_Problems_
- a) Which include line does the xray_allocator.h diff remove?
- b) Carry the xray_allocator.h diff forward from its final line.

_Text section_
Modified: compiler-rt/trunk/lib/xray/xray_allocator.h
URL: http://llvm.org/viewvc/llvm-project/compiler-rt/trunk/lib/xray/xray_allocator.h?rev=337342&r1=337341&r2=337342&view=diff
==============================================================================
--- compiler-rt/trunk/lib/xray/xray_allocator.h (original)
+++ compiler-rt/trunk/lib/xray/xray_allocator.h Tue Jul 17 18:53:39 2018
@@ -16,10 +16,11 @@
 #ifndef XRAY_ALLOCATOR_H
 #define XRAY_ALLOCATOR_H
 
-#include "sanitizer_common/sanitizer_allocator_internal.h"
 #include "sanitizer_common/sanitizer_common.h"
 #include "sanitizer_common/sanitizer_internal_defs.h"
 #include "sanitizer_common/sanitizer_mutex.h"
+#include "sanitizer_common/sanitizer_posix.h"
+#include "sys/mman.h"
 #include "xray_utils.h"
 #include <cstddef>
 #include <cstdint>
@@ -36,130 +37,87 @@ namespace __xray {
 /// allocation function. N is used to compute the size of a block, which is
 /// cache-line-size multiples worth of memory. We compute the size of a block by
 /// determining how many cache lines worth of memory is required to subsume N.

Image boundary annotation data
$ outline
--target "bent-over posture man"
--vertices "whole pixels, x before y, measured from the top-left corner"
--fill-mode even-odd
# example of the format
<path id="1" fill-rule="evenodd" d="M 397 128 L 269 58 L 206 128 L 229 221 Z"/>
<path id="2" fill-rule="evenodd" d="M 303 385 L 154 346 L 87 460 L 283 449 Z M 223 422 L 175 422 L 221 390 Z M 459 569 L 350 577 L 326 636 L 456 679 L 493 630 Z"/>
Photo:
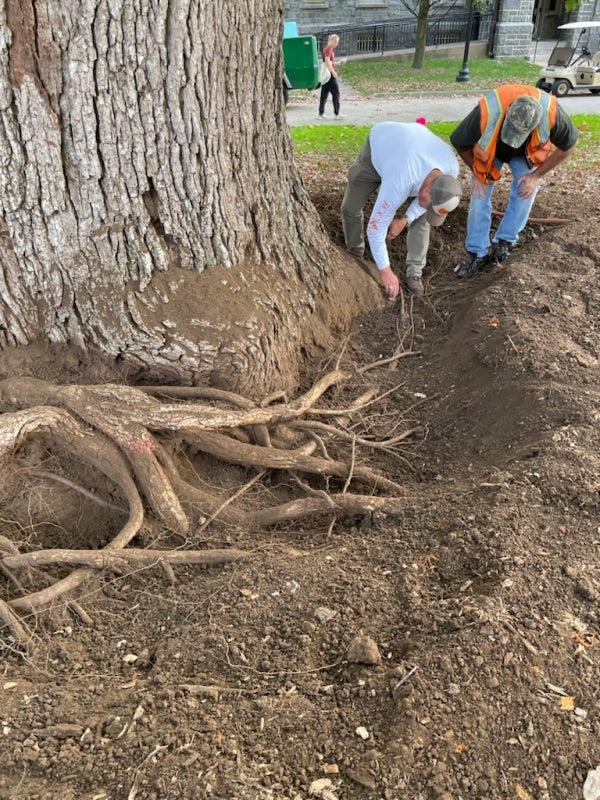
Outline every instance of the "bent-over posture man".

_The answers_
- a) #include "sanitizer_common/sanitizer_allocator_internal.h"

- b)
+///
+/// The Allocator instance will manage its own memory acquired through mmap.
+/// This severely constrains the platforms on which this can be used to POSIX
+/// systems where mmap semantics are well-defined.
+///
+/// FIXME: Isolate the lower-level memory management to a different abstraction
+/// that can be platform-specific.
 template <size_t N> struct Allocator {
   // The Allocator returns memory as Block instances.
   struct Block {
     /// Compute the minimum cache-line size multiple that is >= N.
     static constexpr auto Size = nearest_boundary(N, kCacheLineSize);
-    void *Data = nullptr;
+    void *Data;
   };
 
 private:
-  // A BlockLink will contain a fixed number of blocks, each with an identifier
-  // to specify whether it's been handed out or not. We keep track of BlockLink
-  // iterators, which are basically a pointer to the link and an offset into
-  // the fixed set of blocks associated with a link. The iterators are
-  // bidirectional.
-  //
-  // We're calling it a "link" in the context of seeing these as a chain of
-  // block pointer containers (i.e. links in a chain).
-  struct BlockLink {
-    static_assert(kCacheLineSize % sizeof(void *) == 0,
-                  "Cache line size is not divisible by size of void*; none of "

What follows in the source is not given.